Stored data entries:
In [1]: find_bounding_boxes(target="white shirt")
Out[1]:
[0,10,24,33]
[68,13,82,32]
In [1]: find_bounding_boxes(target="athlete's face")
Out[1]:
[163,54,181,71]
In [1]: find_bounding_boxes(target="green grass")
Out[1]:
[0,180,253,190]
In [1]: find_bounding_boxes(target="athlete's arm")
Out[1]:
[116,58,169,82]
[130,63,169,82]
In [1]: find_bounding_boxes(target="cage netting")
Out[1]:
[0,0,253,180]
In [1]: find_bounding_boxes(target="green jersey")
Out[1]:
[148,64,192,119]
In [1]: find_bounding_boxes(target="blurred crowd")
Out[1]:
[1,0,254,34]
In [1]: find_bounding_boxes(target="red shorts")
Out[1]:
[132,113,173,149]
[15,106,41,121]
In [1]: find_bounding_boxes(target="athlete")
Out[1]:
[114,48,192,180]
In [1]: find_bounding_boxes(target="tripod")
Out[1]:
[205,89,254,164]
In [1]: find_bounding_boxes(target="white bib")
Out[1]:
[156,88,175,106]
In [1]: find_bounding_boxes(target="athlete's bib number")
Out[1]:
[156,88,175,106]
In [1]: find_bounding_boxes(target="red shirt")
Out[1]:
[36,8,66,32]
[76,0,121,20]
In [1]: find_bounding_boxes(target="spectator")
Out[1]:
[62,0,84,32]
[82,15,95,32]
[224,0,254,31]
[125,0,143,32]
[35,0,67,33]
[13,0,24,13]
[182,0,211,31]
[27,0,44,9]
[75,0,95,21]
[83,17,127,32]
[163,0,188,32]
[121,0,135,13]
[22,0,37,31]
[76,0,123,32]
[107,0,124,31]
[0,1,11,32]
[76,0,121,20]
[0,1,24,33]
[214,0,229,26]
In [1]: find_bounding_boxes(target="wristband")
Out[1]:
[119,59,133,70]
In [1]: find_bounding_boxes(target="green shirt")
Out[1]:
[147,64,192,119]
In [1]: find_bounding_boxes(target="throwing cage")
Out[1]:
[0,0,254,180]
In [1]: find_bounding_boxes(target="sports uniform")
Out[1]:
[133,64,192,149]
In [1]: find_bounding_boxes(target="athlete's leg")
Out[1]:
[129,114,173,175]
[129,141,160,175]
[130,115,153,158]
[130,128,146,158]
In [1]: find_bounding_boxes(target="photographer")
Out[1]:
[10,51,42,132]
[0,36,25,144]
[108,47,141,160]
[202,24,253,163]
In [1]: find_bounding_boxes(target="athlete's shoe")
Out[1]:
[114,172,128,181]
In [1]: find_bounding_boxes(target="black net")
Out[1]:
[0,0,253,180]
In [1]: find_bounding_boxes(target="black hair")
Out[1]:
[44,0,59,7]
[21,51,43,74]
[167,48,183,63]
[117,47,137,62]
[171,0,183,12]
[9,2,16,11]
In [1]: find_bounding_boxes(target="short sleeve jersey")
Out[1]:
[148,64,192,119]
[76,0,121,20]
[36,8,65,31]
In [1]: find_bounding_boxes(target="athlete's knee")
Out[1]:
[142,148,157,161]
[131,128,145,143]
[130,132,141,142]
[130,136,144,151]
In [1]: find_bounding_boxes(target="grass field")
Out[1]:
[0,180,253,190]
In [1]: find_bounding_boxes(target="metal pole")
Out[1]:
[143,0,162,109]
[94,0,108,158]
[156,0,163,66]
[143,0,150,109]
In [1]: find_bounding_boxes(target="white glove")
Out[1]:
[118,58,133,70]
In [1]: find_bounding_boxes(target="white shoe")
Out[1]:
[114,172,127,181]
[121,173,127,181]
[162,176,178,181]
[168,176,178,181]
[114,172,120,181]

---

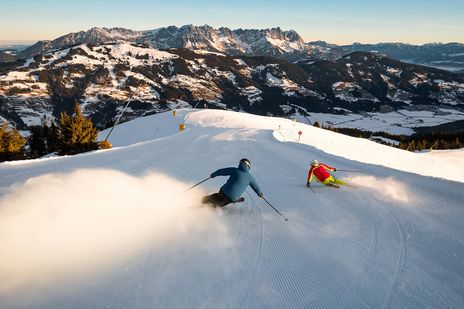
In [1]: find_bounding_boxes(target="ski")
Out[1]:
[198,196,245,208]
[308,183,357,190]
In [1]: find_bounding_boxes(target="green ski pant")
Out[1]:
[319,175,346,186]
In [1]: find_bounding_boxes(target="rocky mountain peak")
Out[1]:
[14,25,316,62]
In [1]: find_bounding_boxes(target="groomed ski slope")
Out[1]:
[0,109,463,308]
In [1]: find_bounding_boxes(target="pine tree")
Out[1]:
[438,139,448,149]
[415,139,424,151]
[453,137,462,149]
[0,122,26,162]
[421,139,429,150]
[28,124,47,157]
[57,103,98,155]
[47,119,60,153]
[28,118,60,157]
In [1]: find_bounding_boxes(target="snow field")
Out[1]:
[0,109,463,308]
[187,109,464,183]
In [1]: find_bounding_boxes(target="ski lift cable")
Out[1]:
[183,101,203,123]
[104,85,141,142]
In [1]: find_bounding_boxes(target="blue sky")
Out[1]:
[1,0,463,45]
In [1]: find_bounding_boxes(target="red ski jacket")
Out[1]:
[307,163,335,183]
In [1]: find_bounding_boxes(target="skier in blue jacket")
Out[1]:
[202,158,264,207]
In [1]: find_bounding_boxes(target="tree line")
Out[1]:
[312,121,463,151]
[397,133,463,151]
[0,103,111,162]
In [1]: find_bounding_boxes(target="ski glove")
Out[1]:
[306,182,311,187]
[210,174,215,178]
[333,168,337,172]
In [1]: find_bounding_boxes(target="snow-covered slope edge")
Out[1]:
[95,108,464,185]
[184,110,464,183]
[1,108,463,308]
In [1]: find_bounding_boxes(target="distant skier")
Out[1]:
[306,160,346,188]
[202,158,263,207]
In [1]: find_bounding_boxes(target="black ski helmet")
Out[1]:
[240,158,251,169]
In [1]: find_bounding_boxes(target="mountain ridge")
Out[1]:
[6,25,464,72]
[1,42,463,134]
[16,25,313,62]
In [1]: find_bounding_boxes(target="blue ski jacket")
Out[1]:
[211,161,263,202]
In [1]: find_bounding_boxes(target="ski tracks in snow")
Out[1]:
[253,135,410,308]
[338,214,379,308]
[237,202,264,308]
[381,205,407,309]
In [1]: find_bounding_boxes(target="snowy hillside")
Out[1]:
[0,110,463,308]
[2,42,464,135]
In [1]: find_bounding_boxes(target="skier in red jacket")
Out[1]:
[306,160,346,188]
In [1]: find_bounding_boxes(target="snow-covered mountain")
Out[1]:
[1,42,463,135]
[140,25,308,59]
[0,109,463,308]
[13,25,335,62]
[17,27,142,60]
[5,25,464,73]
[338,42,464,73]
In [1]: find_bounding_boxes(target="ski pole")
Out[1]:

# EXERCISE DESCRIPTION:
Copy each line in the entries above where "green" turns up.

# ANSWER TO THE EXERCISE:
In [1]: find_bounding_boxes(target="green grass")
In [1]: find_bounding_boxes(target="green jersey")
In [1]: find_bounding_boxes(target="green shirt")
In [1]: find_bounding_boxes(target="green ski pant")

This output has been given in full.